**Daftar Tugas:**
**1)** Sebutkan semua nama kota yang muncul dalam teks bacaan.
**2)** Tuliskan kembali bagian teks bacaan di antara "Bacaan 2 Menit" dan "Hang Nadim, Batam.", termasuk kedua ujungnya.

Kontroversi Kedaulatan Udara: Complete and Exclusive Sovereignty
Kolom

Kontroversi Kedaulatan Udara: Complete and Exclusive Sovereignty

​​​​​​​Tindakan Pemerintah Indonesia terhadap Ethiopian Airlines bukanlah tindakan pelanggaran, bahkan memiliki justifikasi dalam Hukum Internasional.

Bacaan 2 Menit
Prita Amalia. Foto: Istimewa
Prita Amalia. Foto: Istimewa

Ketika bangsa Indonesia menjalani proses demokrasi, menyalip suatu peristiwa strategis dalam memahami kedaulatan NKRI. Pada tanggal 14 Januari 2019, sebuah pesawat dengan nomor penerbangan ET 3728 dipaksa turun oleh TNI AU karena diduga melintasi wilayah udara Indonesia tanpa izin. Pesawat tersebut adalah pesawat milik Ethiopian Airlines, yang akhirnya dipaksa turun dan akhirnya mendarat di Bandara Hang Nadim, Batam.

 

Menurut informasi, pesawat tersebut merupakan pesawat penerbangan tidak berjadwal (non-scheduled flights) yang memiliki rute Addis Ababa- Hongkong dan merupakan penerbangan yang memuat cargo. Pesawat ini direncanakan menuju Singapura untuk menurunkan cargo berupa mesin pesawat yang memerlukan perawatan. Proses pendaratan Ethiopian Airlines di Bandara Hang Nadim, Batam dilakukan dengan didampingi oleh dua pesawat tempur TNI AU jenis F16.

**Baris Data:**
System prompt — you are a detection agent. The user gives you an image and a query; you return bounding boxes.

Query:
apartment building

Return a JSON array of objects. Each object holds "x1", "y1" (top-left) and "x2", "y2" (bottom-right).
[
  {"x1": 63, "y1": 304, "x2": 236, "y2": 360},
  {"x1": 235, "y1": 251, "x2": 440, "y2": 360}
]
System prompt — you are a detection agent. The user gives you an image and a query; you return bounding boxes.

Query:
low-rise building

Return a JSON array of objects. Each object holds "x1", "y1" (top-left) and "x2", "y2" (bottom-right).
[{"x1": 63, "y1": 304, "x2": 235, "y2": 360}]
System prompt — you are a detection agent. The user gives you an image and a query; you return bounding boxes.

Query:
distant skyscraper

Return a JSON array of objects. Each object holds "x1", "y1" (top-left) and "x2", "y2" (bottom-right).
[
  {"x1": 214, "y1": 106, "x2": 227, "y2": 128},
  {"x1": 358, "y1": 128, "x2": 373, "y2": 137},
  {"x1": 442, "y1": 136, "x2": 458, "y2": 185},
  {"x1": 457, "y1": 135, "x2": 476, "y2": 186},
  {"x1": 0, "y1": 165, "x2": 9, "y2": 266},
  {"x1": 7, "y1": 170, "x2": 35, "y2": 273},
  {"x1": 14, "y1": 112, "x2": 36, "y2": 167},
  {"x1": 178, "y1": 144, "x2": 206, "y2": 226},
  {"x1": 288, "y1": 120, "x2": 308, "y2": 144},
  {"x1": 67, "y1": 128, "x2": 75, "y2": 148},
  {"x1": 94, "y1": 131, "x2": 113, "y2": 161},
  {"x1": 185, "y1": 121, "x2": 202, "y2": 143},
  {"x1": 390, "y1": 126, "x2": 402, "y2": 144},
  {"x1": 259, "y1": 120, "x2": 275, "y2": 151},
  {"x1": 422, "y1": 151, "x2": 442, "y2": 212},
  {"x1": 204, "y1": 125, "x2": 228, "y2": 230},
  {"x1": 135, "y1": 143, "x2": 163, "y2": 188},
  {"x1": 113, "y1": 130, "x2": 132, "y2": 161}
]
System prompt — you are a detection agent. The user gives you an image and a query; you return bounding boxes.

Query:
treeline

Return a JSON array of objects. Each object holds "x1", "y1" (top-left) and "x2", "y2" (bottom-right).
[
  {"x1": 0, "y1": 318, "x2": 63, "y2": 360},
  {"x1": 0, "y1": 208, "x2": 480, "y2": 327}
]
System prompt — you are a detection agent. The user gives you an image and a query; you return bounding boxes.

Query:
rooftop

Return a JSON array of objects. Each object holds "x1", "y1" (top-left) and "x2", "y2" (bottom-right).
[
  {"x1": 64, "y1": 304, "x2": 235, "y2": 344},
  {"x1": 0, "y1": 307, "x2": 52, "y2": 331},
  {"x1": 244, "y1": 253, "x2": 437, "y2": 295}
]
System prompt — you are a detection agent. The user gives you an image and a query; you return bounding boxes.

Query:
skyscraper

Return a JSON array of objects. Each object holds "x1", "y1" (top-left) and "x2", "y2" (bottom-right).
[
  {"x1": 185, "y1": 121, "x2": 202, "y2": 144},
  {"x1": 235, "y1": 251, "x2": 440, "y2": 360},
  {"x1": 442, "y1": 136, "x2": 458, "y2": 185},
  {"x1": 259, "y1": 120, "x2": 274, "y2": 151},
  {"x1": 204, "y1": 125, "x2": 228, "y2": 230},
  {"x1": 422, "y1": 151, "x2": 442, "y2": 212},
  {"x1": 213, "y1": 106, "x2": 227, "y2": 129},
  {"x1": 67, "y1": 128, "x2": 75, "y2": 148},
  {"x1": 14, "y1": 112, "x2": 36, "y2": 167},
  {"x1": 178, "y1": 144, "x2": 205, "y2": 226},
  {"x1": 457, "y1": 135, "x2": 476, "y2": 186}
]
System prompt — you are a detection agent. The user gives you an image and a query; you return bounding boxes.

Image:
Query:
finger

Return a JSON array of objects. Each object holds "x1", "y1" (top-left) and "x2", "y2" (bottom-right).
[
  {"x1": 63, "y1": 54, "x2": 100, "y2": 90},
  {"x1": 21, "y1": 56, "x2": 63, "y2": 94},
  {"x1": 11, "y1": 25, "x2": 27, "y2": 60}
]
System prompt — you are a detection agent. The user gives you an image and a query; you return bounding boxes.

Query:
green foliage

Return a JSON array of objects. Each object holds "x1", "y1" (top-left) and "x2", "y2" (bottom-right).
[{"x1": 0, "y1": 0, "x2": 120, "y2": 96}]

**Jawaban yang Diharapkan:**
**1)** Addis Ababa, Hongkong, Singapura, Batam

**2)**
Bacaan 2 Menit
Prita Amalia. Foto: Istimewa
Prita Amalia. Foto: Istimewa

Ketika bangsa Indonesia menjalani proses demokrasi, menyalip suatu peristiwa strategis dalam memahami kedaulatan NKRI. Pada tanggal 14 Januari 2019, sebuah pesawat dengan nomor penerbangan ET 3728 dipaksa turun oleh TNI AU karena diduga melintasi wilayah udara Indonesia tanpa izin. Pesawat tersebut adalah pesawat milik Ethiopian Airlines, yang akhirnya dipaksa turun dan akhirnya mendarat di Bandara Hang Nadim, Batam.